### PROVIDED TEXT

His son and grandson also went on to be builders. His grandson married a girl from 53 Allison Road.

William John Keene Junior was born in 1874. 1n 1890, he was at 6 Upper Pk Rd, New Southgate.  In 1893 he married Katherine Ann Thompson. In 1894, he was at 42 Ennis Road, Finsbury Park. In 1901 was a bricklayer at 19 Pembroke Road, Tottenham. (At census, Herbert Keen (17), his younger brother by 10 yrs and a bricklayer was staying with him)  In 1911 he was a builder living at 109 Derwent Road Palmers Green with his wife Katherine and their Children William John Junior-Junior (WJ J-J) and daughters Daisy & Violet. WJ J died in 1945 leaving £33.5k to his widow.

WJ J-J was born 28th April 1894. On 22 Dec 1917 he married Jennie Cummins of 53 Allison Road! (She's lived there with her father Arthur (then deceased) who had been an engineer). 

1921-24, WJ J-J at 101 Ollerton Rd, N11.

From 1925 to 1932 WJ J-J and Jennie lived at Lydbrook House, Regents Pk Rd, Finchley.

1933 - 1938 - WJ J-J they were at Greenacre, The Green, Southgate, N.14.in the first two years they seem to have shared with Henry & Violet Wakelin and Isobel Hutson. (I assume that Violet was WJ J-J's sister, by then married). In 1936, they had Florrie Louisa White living with them.

by 1939, WJ J-J and Jennie were at 21 Ellington Court, High St Southgate. From 1945 to 48 Jennie was living alone at 3A Station Parade, Cockfosters Road, Cockfosters.

Jennie died in 1968. WJ J-J died in late 1974.

So we have another outline of another Ladder builder. Thank you! 71 Allison looks like it's part of a terrace of 10 houses - number 57 to 75. I wonder if he was the only builder, or did he perhaps pool resources with other brickies/builders?

For good measure, here's something on Richardson.Rather an itinerant family. Probably not atypical. 

1886 - Married Clara Shaw 12 June (Both fathers deceased)

1888 - 9 Tynemouth Road, Page Green Tottenham,

1891 - Clara & Henry at 7 Stanley Terrace, Islington

1895 - 45 Yerbury Road, Holloway

1897 - 71 Allison

1901
Henry E, 39 Compositor (Printer) worker - born Islington
Clara Jane wife, 39. born Tottenham
Ernest, 12
Elsie 8
John 6
Mary 4
Susannah Landon (Clara's aunt) 68

1906 - 20 ??, Westbury Avenue

1911 - Moved to 28 Keston Road. Two more sisters Kate and Dora

Amazing! Thank you! 

Just added to the same comment a little more about the passing on of building through the generations and a new link with 53 Allison Road and the grandson.

Hugh.........did you notice that address listed in 1888 as "Page Green" ?  Did that become St Anns Road ??

Thanks, John. Page Green is in Seven Sisters. It's where the seven trees used to be.

St Ann's Road had previously been called Chisley Lane and then later Hanger Lane.

Thank you Hugh, that’s a good and interesting piece of research.

### BRIEF 1
Decide whether each statement agrees with the family history text, and answer yes or no with the words that settle it, quoted exactly. (a) WJ J-J married Jennie Cummins in 1917. (b) In 1901, Henry E was listed as a bricklayer. (c) Jennie died before WJ J-J.
### BRIEF 2
Give the name and age of every child listed in the 1901 household entry in the family history text.
### BRIEF 3
Extend the family history text about the Keene and Richardson households past its final sentence.
The records that come after the family history text are separate material.

### PROVIDED MATERIAL
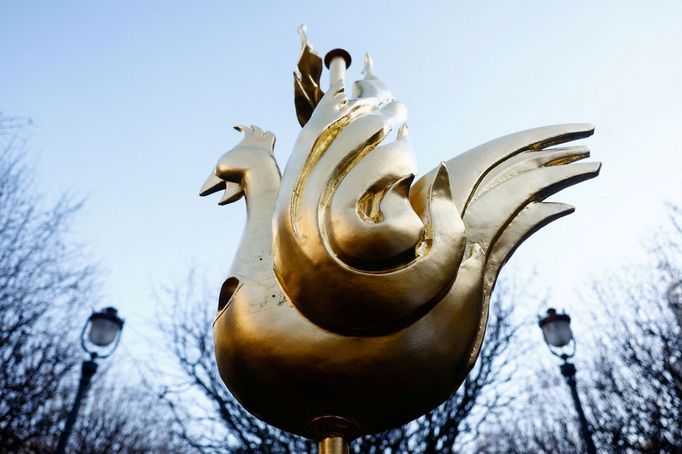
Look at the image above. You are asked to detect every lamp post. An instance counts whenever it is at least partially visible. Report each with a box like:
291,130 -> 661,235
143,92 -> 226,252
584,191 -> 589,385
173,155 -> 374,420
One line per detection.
55,307 -> 123,454
539,308 -> 597,454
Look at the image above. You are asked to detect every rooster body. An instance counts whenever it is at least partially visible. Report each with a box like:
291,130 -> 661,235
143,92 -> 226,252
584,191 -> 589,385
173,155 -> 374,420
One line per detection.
202,31 -> 599,439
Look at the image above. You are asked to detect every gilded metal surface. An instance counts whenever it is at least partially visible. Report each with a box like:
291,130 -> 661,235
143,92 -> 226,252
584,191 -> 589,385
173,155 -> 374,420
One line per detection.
201,27 -> 600,440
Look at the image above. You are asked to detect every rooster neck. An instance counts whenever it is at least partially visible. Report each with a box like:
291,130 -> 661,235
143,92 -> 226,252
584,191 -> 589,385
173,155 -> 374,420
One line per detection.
230,159 -> 281,277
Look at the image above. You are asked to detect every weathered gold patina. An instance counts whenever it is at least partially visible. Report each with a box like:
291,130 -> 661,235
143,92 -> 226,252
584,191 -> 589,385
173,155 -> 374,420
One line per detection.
201,30 -> 600,452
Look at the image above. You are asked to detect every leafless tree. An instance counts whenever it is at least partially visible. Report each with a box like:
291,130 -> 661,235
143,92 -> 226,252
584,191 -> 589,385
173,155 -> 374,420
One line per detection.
160,277 -> 519,453
0,115 -> 179,453
472,206 -> 682,453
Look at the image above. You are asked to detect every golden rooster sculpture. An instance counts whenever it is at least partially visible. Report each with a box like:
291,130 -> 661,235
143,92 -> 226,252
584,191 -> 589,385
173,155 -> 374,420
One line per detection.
201,28 -> 600,450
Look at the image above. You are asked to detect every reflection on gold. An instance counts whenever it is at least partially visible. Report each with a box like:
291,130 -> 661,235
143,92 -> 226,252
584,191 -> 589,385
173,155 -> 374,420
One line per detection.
201,29 -> 600,446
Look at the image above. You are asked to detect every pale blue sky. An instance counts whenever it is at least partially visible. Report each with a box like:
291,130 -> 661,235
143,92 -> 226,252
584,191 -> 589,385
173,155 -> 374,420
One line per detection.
0,1 -> 682,354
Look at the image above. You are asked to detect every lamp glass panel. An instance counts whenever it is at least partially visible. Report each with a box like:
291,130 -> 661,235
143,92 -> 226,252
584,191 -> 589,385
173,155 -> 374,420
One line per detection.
542,320 -> 573,347
88,318 -> 120,347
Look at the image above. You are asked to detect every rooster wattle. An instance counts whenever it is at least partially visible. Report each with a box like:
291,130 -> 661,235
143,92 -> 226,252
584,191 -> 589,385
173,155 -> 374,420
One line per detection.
201,26 -> 600,439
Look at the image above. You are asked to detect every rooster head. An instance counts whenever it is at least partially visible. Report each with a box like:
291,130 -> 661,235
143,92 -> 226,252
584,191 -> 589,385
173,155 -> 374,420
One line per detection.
199,125 -> 275,205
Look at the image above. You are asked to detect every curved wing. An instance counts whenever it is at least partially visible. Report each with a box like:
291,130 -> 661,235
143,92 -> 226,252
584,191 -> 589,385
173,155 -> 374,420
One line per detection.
410,124 -> 601,287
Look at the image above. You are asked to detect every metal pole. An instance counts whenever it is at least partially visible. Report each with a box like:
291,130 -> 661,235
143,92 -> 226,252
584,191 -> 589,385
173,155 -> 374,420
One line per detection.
55,358 -> 97,454
560,358 -> 597,454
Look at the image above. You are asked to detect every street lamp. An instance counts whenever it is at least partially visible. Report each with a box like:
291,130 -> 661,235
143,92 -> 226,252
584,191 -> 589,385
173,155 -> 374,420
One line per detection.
539,308 -> 597,454
55,307 -> 123,454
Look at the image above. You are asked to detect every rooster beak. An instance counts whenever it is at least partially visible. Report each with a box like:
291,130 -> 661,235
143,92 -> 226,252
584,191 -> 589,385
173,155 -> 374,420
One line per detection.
218,181 -> 244,205
199,174 -> 227,197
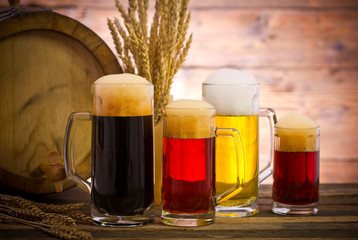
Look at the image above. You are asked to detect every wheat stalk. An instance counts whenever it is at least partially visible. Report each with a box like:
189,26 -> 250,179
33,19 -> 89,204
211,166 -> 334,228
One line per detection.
0,194 -> 93,240
107,0 -> 192,125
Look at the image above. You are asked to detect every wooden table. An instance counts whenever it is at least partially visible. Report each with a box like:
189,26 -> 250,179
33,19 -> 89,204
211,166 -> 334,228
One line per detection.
0,184 -> 358,239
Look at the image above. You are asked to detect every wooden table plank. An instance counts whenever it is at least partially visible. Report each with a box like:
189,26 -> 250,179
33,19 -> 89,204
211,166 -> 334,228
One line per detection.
0,184 -> 358,239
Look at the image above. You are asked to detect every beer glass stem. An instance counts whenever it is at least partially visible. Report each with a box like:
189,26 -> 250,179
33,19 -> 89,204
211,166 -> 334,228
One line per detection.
259,108 -> 277,183
63,112 -> 92,193
215,128 -> 245,204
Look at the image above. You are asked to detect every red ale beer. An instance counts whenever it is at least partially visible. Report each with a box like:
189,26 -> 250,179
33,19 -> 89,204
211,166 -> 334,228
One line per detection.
162,100 -> 215,226
272,151 -> 319,205
272,113 -> 320,214
161,100 -> 244,226
162,137 -> 215,214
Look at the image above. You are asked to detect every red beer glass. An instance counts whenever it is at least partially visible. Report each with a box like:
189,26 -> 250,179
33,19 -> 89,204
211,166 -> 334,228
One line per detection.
272,122 -> 320,215
162,100 -> 244,226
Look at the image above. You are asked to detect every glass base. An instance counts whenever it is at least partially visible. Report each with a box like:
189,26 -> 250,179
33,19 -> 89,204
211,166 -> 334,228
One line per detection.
162,211 -> 215,227
215,200 -> 259,217
91,206 -> 154,227
272,201 -> 318,215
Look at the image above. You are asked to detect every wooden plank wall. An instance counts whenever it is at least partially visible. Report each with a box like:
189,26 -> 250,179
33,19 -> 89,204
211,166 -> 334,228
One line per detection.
0,0 -> 358,182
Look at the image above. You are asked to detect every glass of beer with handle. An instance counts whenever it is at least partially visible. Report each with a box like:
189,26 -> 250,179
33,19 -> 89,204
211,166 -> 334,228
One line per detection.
162,100 -> 245,226
64,74 -> 154,227
202,69 -> 276,217
272,112 -> 320,215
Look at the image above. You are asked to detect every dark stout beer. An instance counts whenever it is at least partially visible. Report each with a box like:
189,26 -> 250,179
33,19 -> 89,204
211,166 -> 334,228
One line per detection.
92,115 -> 154,216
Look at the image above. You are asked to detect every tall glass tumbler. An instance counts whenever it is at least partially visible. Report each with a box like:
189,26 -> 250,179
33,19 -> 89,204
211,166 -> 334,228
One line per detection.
64,74 -> 154,227
162,100 -> 244,226
202,69 -> 276,217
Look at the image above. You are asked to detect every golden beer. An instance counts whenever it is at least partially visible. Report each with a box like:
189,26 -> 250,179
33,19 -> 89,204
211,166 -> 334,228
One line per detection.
215,115 -> 259,207
203,68 -> 276,217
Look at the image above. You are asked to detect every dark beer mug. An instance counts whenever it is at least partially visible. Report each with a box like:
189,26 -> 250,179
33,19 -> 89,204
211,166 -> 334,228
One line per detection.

### TASK OUTPUT 1
(a) Yes: "On 22 Dec 1917 he married Jennie Cummins of 53 Allison Road!"
(b) No: "Henry E, 39 Compositor (Printer) worker - born Islington"
(c) Yes: "Jennie died in 1968. WJ J-J died in late 1974."

### TASK OUTPUT 2
Ernest, 12
Elsie, 8
John, 6
Mary, 4

### TASK OUTPUT 3
Picking up on your point “in those days people would buy-to-build, and then perhaps let or sell” - my own family experience suggests that letting started fairly early on. The family that my father grew up in was at the near-poverty end of the spectrum - they certainly weren’t property owners and they seem to have lived in several addresses on the ladder and near parts of Harringay early in the 1900s. The census records show in 1901 the Marr family was at 46 Burgoyne Road, in 1906 at 53 Conway Road and in 1911 at 63 Warwick Gardens, where they stayed until the 1920s. Other branches of the family were at 14 Alison Road and in later years above the shops at 541 and 549 Green Lanes.

Yes, I think letting the houses was a feature from the get-go. I think many were built with the aim of letting them. As I understand it, the letting of upstairs and downstairs as separate units (without physically dividing them) didn't become common for a couple of decades though.

I'd forgotten, but the history of Stoke House (aka 12 Hewitt Road) came up before when an Aussie was tracing her family history.

In that discussion, Eugene helpfully pointed out that the title of 12 Hewitt (along with that of my house) was sold to a Mary Maria Peer in 1894. So we have another player in the mix. Did Mary employ Peek to build her some houses? Was Peek perhaps builder but not developer at this point? I can find neither hide nor hair of Mary, save for the unsuitably young candidate Eugene turned up in Romford. 

One of the pleasures and frustrations of local history is that each new bit of knowledge turns up more questions, some of which must remain unanswered.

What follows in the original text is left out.